## Text segment
◆ ◆ ◆ ◆

The next meeting (which included me!) was with more event supporters/partners and the title sponsor and the title sponsor’s PR agency looking back at the success of the ‘event’. It was agreed that it was one of the best yet. This was followed by half an hour with the client – just me and the client telling me that although it was agreed by all and sundry that I had contributed a great deal and my input is valued and appreciated etc etc etc, they can’t possibly agree to my proposal to pay me the commercial rate I’m asking for to fulfill the role again in 2011 and 2012 – offering them a two-year deal on the same level of fee.

Firstly, I am apoplectic that the PR agency was involved in any sort of discussion about me and my future with MY client; it’s incredibly humiliating and embarrassing.

I waste an hour this evening crying with anger, frustration and tiredness. What a plonker. This has simply got to stop. Clients need to understand the value I bring to the party and stop this ridiculous notion that they can all tap into my experience, contacts and know-how, creative ability and results for a peanut and a half. I’ve really had enough of it now.  I throw myself wholeheartedly into everything I take on with a passion and drive seldom witnessed in others; the results are usually amazing, the feedback equally amazing. So why oh why is everyone trying to get it all for a song?

I will not undervalue what I deliver. If people aren’t prepared to pay me commercial rates to do the job, then I won’t do the job. Simples.

In the one breath I am being told that ‘so and so down the road is putting up their fees next year and all our dues are going up, so our overheads will be higher and we have to make some cuts somewhere so we can’t pay increased fees to you as well‘.  Well, why the hell not?

I have little motivation for the task in hand now given this attitude and the way the whole thing has been handled and any enthusiasm I had is quickly being eroded.

◆ ◆ ◆ ◆

## Records from a data collection
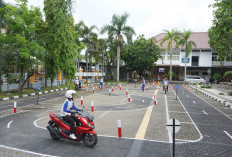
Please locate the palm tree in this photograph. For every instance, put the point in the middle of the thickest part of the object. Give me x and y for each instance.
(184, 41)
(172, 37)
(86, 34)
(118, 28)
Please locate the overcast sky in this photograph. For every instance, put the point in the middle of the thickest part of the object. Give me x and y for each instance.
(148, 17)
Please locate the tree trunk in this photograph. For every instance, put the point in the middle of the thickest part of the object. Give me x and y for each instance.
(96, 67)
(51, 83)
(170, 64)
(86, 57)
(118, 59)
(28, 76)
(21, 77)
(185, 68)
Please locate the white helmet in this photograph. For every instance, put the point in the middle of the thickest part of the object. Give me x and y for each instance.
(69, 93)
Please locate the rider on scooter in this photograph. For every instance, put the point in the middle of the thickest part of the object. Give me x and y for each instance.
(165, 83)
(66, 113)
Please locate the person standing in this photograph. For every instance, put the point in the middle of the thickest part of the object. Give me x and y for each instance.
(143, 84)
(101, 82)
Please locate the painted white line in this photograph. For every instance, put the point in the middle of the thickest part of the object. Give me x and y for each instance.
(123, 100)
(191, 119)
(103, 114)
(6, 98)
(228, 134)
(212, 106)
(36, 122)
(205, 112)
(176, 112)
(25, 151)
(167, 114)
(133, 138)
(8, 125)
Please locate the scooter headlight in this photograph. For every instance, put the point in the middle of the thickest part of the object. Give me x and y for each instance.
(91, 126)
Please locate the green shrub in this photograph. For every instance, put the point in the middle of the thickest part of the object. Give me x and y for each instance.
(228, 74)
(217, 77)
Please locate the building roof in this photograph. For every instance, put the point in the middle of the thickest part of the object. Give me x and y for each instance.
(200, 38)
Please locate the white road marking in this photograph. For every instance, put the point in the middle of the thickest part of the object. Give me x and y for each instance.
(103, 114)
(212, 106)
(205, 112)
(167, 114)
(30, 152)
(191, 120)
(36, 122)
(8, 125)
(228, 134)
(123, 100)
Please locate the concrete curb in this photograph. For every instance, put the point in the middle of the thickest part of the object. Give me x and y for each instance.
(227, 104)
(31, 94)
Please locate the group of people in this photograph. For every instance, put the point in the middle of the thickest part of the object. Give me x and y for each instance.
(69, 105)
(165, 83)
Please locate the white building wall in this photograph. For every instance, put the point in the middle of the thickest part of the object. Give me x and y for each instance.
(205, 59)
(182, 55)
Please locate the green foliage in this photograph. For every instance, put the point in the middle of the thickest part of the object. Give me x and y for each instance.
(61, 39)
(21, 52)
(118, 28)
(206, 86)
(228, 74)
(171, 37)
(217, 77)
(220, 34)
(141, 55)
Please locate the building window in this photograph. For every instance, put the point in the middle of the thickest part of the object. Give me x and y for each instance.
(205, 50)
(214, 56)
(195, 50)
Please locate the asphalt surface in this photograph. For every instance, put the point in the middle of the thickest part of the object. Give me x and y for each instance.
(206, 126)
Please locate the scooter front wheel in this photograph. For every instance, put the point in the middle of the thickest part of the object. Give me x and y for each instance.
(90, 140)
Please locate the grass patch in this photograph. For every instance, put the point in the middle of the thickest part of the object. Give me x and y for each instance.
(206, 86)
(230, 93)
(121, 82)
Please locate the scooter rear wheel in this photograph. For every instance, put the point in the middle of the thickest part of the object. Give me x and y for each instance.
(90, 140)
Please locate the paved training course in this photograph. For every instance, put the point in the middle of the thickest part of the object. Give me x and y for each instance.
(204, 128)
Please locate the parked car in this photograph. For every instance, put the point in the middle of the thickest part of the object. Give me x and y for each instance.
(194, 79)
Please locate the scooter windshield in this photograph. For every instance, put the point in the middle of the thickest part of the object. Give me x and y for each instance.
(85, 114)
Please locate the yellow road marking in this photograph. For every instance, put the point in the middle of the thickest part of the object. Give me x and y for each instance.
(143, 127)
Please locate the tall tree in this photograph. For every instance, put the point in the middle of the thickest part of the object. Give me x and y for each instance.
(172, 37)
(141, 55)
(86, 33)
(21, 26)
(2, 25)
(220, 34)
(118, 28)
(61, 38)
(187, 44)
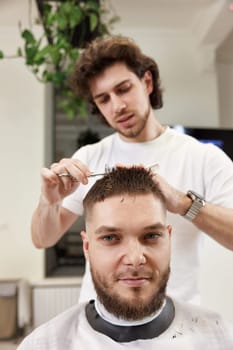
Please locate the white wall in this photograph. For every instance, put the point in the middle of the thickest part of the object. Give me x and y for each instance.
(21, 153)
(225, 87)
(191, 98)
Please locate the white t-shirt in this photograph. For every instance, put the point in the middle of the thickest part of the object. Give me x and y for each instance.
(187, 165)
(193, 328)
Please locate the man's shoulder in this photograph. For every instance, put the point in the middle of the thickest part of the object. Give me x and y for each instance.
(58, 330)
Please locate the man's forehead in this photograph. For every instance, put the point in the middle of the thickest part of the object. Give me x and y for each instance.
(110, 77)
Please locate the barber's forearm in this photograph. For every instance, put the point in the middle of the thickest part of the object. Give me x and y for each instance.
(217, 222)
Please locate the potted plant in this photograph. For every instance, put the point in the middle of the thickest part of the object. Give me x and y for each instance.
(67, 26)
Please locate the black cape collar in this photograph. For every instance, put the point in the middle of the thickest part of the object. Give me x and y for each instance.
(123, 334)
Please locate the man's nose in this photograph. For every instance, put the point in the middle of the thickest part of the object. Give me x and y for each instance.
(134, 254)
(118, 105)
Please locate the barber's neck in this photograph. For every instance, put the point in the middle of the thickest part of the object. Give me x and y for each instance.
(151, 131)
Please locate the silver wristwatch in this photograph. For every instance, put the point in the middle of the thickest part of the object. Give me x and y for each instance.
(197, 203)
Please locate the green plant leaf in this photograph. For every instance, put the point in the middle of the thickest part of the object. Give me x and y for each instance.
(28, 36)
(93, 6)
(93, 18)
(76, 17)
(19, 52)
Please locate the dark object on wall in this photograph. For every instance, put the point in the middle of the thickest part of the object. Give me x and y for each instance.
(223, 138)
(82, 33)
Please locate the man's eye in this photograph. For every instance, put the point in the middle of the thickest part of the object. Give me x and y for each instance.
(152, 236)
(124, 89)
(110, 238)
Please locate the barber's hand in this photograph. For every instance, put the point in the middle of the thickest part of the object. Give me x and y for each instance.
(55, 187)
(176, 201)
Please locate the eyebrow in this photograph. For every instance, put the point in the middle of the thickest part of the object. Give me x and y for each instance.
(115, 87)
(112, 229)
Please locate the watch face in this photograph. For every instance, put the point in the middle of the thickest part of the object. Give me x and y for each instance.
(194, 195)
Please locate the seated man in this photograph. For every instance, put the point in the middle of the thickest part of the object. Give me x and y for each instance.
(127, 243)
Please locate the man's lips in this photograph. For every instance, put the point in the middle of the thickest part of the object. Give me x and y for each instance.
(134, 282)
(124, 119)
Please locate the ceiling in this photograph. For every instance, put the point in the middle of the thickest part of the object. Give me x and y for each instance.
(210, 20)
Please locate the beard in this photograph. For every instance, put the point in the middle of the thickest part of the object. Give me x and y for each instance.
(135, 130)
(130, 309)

◆ ◆ ◆ ◆

## Exercise tasks
[1] Translate this sentence from the blog post into Spanish: "If people aren’t prepared to pay me commercial rates to do the job, then I won’t do the job."
[2] Reproduce the blog post word for word from "Firstly, I am" to "humiliating and embarrassing.".

## Answers for the exercise
[1] Si la gente no está dispuesta a pagarme tarifas comerciales por hacer el trabajo, entonces no haré el trabajo.

[2]
Firstly, I am apoplectic that the PR agency was involved in any sort of discussion about me and my future with MY client; it’s incredibly humiliating and embarrassing.